* DOCUMENT EXTRACT:
++++++++++++++++++++

Aras PLM:  The Good, The Bad and The Open Source

Aras PLM: The Good, The Bad and The Open Source

My last article Closed Open Source PLM about open source and partially about Aras PLM raised many comments and questions. Some of them specifically came from Marc Lind, who said that after many years of following Aras product and technologies, I’m still missing the main point of Aras.

Good post, although after all these years, seems like you still don’t quite understand what’s going on at Aras. It’s open source for digital process innovation… it’s about complex workflows, data models, biz rules… MBSE, EBOM/MBOM, change processes, NPDI, Digital Twins, Simulation, Additive, Generative, etc, etc, etc. Not about programming O/R mapping routines or Java server calls.  Businesses need the ability to innovate at the process level without all the complexity of the infrastructure/guts. Here’s what we’re doing (Jan 2007) – link.

I thought Aras did a great job at the marketing of Aras Open Source.

“The point is that Aras Innovator is an open source solution. Companies of all sizes can install it and start using it in their environment with an unlimited number of users, without incurring any costs at all”. The Aras business model looks a lot like the approach that Red Hat used to build a valuable business around the Linux open source operating system.

However, Marc actually was not happy about me appreciating Aras marketing.

It’s just funny to me that you call it ‘marketing’. Makes it sound hollow or like BS. You’ve been to our conferences. You’ve talked to Aras users. You’ve seen people discussing approaches, ideas, innovations, solutions. It’s real collaboration – both in person & online. What we’ve tried to do is build a culture/community around best practices sharing to solve the toughest PLM process challenges. We take that very seriously. That it’s not marketing BS. We really feel that’s what it’s all about.

I was actually very surprised by Marc placing an equal sign between “marketing” and BS. Marketing, sales, and differentiators are big contributors to the success of any company. In the engineering software, with very complex differentiation criteria, to find the differentiator is hard. Aras found “open source” tag to differentiate combined with a free license. It was very clever marketing.

++++++++++++++++++++

* SOURCE EXCERPT:
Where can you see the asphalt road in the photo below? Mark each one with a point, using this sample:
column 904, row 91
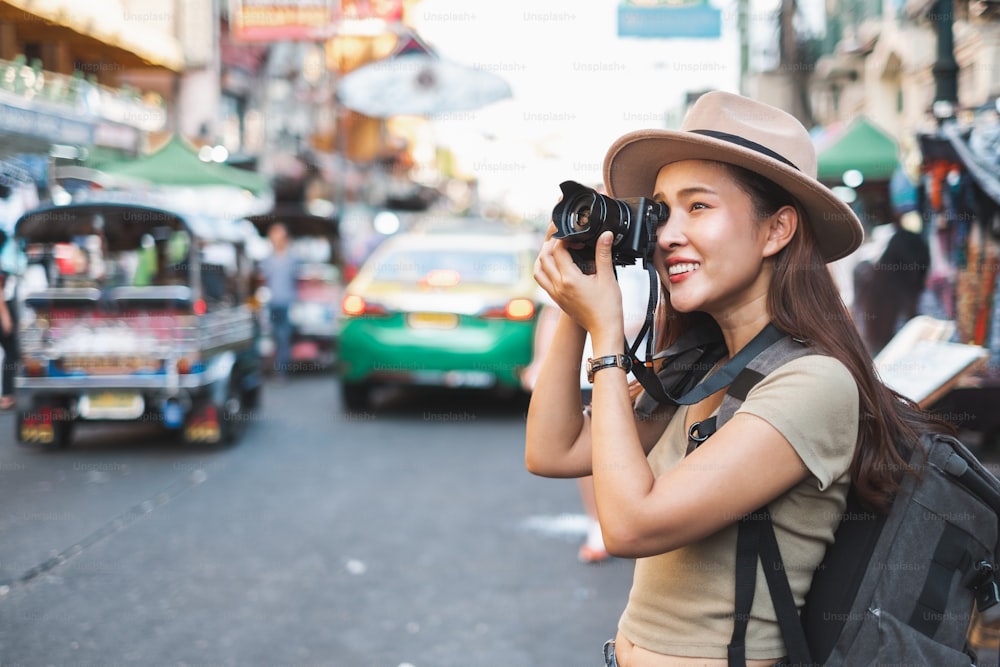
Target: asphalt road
column 410, row 536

++++++++++++++++++++

* WHAT YOU NEED TO DO:
1. From the Aras PLM post, reproduce everything from "However, Marc actually" down to "it’s all about.".
2. Answer these questions about the Aras PLM post:
(a) What was the title of the author's last article?
(b) Which company's approach with Linux does the Aras business model look a lot like?
(c) What month and year does Marc Lind give for "Here's what we're doing"?
3. In the Aras PLM post, what does the author name as big contributors to the success of any company?
Base your answers only on the Aras PLM post.

* FINAL RESULTS:
1.
However, Marc actually was not happy about me appreciating Aras marketing.

It’s just funny to me that you call it ‘marketing’. Makes it sound hollow or like BS. You’ve been to our conferences. You’ve talked to Aras users. You’ve seen people discussing approaches, ideas, innovations, solutions. It’s real collaboration – both in person & online. What we’ve tried to do is build a culture/community around best practices sharing to solve the toughest PLM process challenges. We take that very seriously. That it’s not marketing BS. We really feel that’s what it’s all about.

2.
(a) Closed Open Source PLM
(b) Red Hat
(c) Jan 2007

3.
Marketing
Sales
Differentiators